Freedom of Speech is No Compulsion to Speak

Approximate Reading Time: 4 minutes

What’s on my mind:

As I continue to cogitate, though in certain respects it’s largely a sub-conscious rumination, on the events of the past week in France, plus the shit-storm of commentary that appears through all outlets in all channels of communication, certain thoughts are beginning to cohere in my little head.

Knowing me, I’ll have more than enough to say, I suppose, in due course, but, for now, I’ll say this.

It seems to me that a steadfast belief in freedom of speech (which is a far-ranging freedom, and is not excluded to politics or religion) is not an injunction or an obligation to be compelled to speak. And especially not just because you have some feelings, particularly strong ones, on any subject.
^^^^
● Objective 1: Render this sentence from the post on freedom of speech into Spanish: "Knowing me, I’ll have more than enough to say, I suppose, in due course, but, for now, I’ll say this."

● Dataset excerpts:
^^^^
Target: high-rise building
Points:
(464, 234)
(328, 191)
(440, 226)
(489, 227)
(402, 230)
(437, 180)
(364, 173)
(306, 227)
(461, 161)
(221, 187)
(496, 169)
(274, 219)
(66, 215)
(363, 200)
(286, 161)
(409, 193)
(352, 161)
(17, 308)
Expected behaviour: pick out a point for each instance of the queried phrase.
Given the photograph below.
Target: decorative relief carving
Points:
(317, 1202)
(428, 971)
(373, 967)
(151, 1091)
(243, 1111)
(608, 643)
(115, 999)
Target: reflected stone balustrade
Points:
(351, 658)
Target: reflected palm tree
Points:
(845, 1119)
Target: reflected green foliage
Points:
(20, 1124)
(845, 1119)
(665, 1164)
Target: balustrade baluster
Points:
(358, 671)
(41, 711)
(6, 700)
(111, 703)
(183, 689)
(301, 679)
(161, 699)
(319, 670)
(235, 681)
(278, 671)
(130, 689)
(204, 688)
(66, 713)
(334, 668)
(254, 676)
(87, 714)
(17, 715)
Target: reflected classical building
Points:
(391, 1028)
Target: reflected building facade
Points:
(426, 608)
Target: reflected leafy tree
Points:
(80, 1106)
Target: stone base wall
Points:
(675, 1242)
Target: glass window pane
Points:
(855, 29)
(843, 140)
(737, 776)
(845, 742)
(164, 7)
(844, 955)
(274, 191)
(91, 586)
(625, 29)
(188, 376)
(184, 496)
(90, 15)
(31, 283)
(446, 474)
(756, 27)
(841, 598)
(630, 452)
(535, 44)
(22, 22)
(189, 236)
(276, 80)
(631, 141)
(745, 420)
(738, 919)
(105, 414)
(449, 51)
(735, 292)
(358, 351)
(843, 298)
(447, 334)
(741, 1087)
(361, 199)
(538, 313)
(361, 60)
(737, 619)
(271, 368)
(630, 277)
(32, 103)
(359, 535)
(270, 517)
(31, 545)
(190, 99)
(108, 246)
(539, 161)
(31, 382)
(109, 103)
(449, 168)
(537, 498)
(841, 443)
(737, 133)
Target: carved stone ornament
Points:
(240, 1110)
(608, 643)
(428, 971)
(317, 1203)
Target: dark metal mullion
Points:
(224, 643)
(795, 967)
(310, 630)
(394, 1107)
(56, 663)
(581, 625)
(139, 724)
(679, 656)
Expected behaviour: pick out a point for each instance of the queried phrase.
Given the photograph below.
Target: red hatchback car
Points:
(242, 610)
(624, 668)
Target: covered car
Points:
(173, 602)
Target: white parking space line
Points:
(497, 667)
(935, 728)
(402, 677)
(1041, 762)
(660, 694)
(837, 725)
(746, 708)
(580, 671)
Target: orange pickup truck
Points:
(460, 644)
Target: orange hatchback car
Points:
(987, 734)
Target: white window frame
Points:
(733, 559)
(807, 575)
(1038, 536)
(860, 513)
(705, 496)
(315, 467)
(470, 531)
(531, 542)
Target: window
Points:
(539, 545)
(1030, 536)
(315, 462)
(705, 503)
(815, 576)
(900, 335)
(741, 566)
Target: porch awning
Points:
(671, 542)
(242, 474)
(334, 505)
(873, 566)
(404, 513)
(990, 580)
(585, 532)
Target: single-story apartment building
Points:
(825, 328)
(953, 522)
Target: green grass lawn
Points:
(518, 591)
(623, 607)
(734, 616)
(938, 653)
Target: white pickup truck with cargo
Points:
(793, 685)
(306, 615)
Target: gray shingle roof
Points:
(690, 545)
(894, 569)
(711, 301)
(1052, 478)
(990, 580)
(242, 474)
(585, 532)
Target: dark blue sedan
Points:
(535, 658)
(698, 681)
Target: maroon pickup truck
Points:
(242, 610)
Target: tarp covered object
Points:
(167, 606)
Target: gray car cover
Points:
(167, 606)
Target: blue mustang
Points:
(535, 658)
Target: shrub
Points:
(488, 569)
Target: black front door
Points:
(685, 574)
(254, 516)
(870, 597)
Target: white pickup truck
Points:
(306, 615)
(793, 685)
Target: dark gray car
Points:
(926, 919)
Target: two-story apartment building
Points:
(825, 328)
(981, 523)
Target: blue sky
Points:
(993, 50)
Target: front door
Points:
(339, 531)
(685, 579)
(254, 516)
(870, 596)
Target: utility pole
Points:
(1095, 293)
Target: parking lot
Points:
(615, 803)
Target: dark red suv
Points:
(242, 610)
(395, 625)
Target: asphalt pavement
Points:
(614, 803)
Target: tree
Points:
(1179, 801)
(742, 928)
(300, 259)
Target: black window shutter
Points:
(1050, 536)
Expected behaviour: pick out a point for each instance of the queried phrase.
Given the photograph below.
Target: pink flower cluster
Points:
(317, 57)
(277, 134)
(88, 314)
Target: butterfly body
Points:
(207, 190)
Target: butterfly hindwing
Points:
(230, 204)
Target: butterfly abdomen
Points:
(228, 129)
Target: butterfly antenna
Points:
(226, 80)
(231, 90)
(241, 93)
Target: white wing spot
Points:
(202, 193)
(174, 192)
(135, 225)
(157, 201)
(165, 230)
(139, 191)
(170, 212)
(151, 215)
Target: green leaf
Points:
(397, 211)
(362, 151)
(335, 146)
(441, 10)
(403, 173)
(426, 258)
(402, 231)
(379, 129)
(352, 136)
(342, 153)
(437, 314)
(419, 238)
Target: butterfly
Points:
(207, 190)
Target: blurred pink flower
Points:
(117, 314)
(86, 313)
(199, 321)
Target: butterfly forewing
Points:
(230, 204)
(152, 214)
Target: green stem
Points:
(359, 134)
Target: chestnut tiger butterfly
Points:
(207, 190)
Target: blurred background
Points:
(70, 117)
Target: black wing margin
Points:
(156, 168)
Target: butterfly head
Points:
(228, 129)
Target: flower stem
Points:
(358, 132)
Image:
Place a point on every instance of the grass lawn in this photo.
^^^^
● Objective 2: From the records, write out without change the part that opens with the line containing "Target: reflected leafy tree" and closes with the line containing "(675, 1242)".

● Exercise answer 1: Conociéndome, supongo que tendré más que suficiente que decir a su debido tiempo, pero, por ahora, diré esto.

● Exercise answer 2:
Target: reflected leafy tree
Points:
(80, 1106)
Target: stone base wall
Points:
(675, 1242)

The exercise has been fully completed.